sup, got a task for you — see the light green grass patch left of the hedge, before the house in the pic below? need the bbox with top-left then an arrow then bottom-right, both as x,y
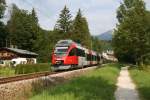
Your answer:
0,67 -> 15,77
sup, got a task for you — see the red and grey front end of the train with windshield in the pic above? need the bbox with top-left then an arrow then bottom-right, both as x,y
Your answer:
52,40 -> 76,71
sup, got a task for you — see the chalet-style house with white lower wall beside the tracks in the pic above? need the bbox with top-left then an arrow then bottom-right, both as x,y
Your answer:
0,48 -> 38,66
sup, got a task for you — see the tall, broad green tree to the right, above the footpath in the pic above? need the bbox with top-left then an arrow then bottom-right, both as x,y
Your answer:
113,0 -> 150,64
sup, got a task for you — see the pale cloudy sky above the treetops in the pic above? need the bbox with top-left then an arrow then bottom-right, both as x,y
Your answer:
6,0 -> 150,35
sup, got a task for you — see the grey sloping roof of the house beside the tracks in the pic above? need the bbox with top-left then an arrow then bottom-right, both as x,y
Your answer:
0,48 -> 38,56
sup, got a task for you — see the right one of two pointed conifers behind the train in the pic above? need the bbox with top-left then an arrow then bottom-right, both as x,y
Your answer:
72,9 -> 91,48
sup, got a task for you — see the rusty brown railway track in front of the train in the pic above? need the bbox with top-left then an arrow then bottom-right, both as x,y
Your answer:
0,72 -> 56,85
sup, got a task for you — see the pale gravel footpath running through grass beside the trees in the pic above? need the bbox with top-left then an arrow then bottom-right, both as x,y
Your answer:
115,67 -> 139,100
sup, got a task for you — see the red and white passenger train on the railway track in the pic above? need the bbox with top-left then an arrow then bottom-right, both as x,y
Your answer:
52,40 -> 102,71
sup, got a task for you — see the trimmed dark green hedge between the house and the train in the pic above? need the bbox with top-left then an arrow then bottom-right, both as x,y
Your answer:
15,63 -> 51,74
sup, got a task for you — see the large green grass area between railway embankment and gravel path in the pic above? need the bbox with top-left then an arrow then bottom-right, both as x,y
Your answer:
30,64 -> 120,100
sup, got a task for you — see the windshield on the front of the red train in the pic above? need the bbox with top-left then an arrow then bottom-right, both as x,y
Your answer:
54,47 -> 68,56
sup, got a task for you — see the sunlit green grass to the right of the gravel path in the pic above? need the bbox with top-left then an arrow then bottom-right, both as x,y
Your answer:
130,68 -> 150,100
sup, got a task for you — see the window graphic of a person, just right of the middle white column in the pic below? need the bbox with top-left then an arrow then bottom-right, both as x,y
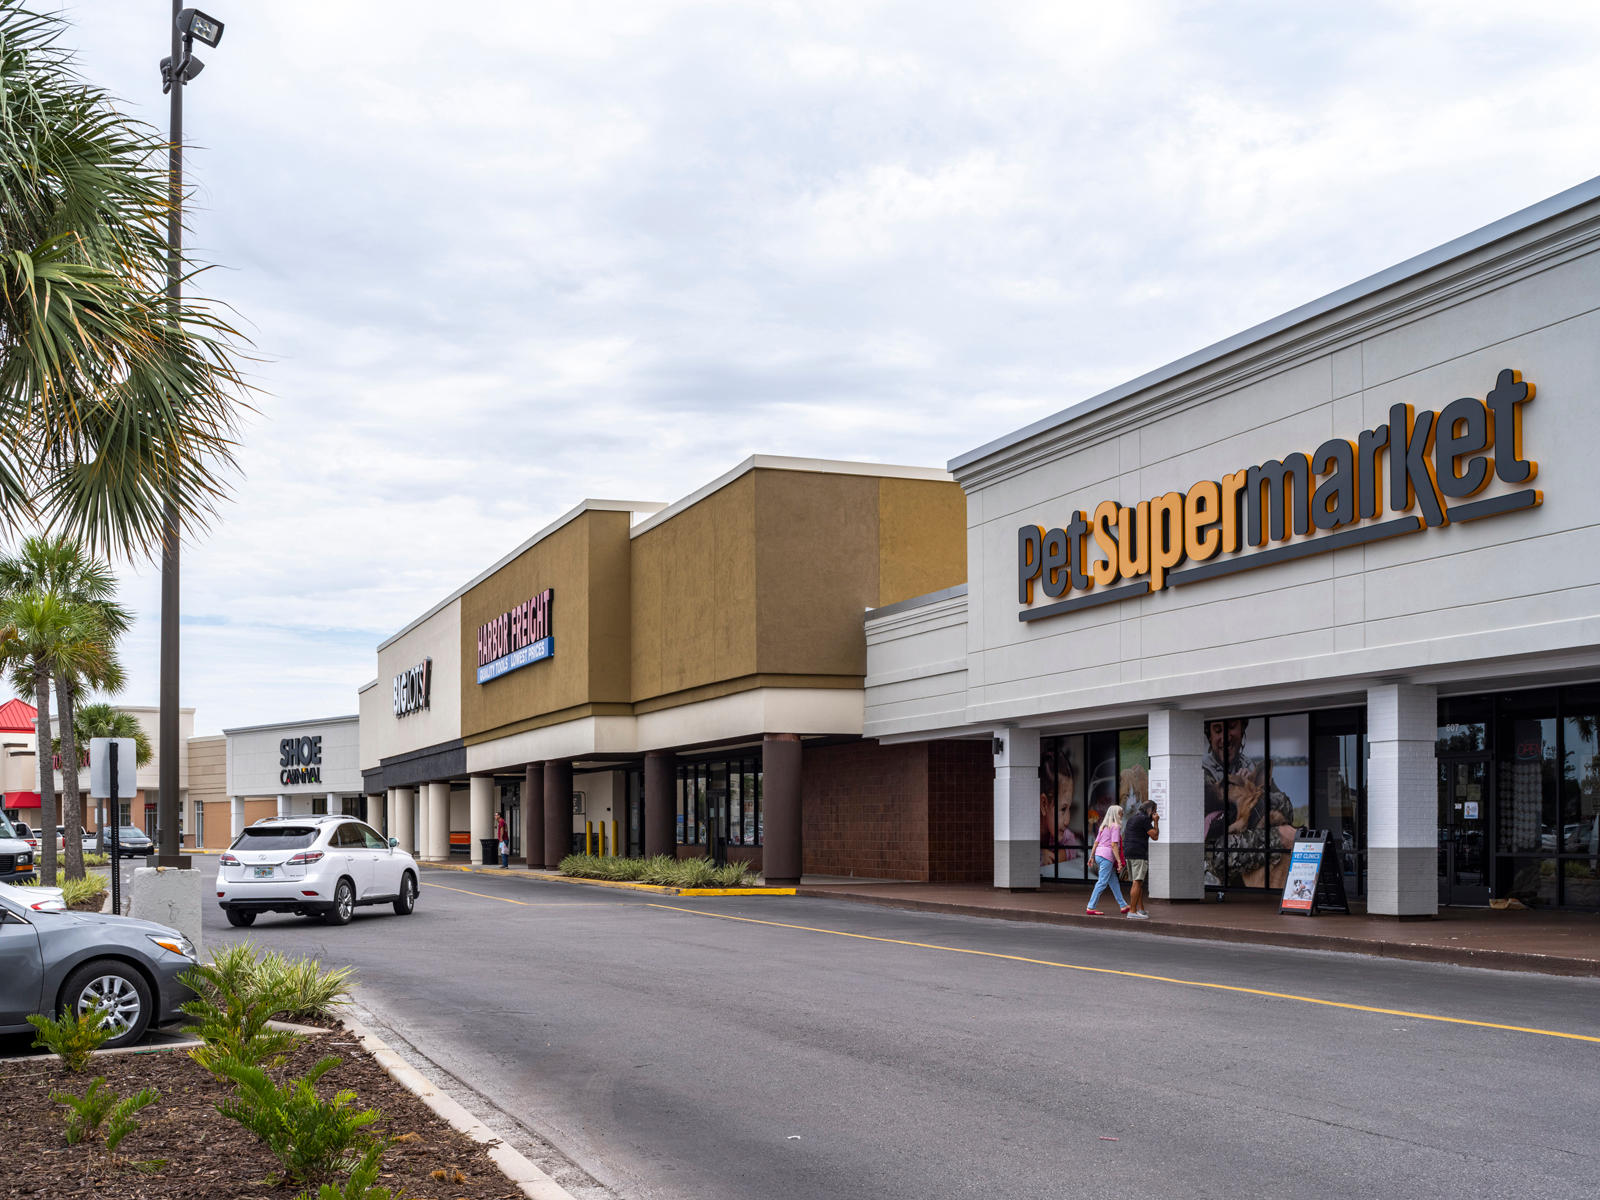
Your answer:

════

→ **Your objective**: If a line above holds the string "windshield", return it as it stands.

→ **Task answer**:
sup, got a task for you — see the red and grey front end of the train with windshield in the pic above? need the bbox with top-left then an arrow then bottom-right, both as x,y
sup, got a task for you — see the windshield on the front of the red train in the pic above? need the bbox with top-left then an arrow then bottom-right, both as x,y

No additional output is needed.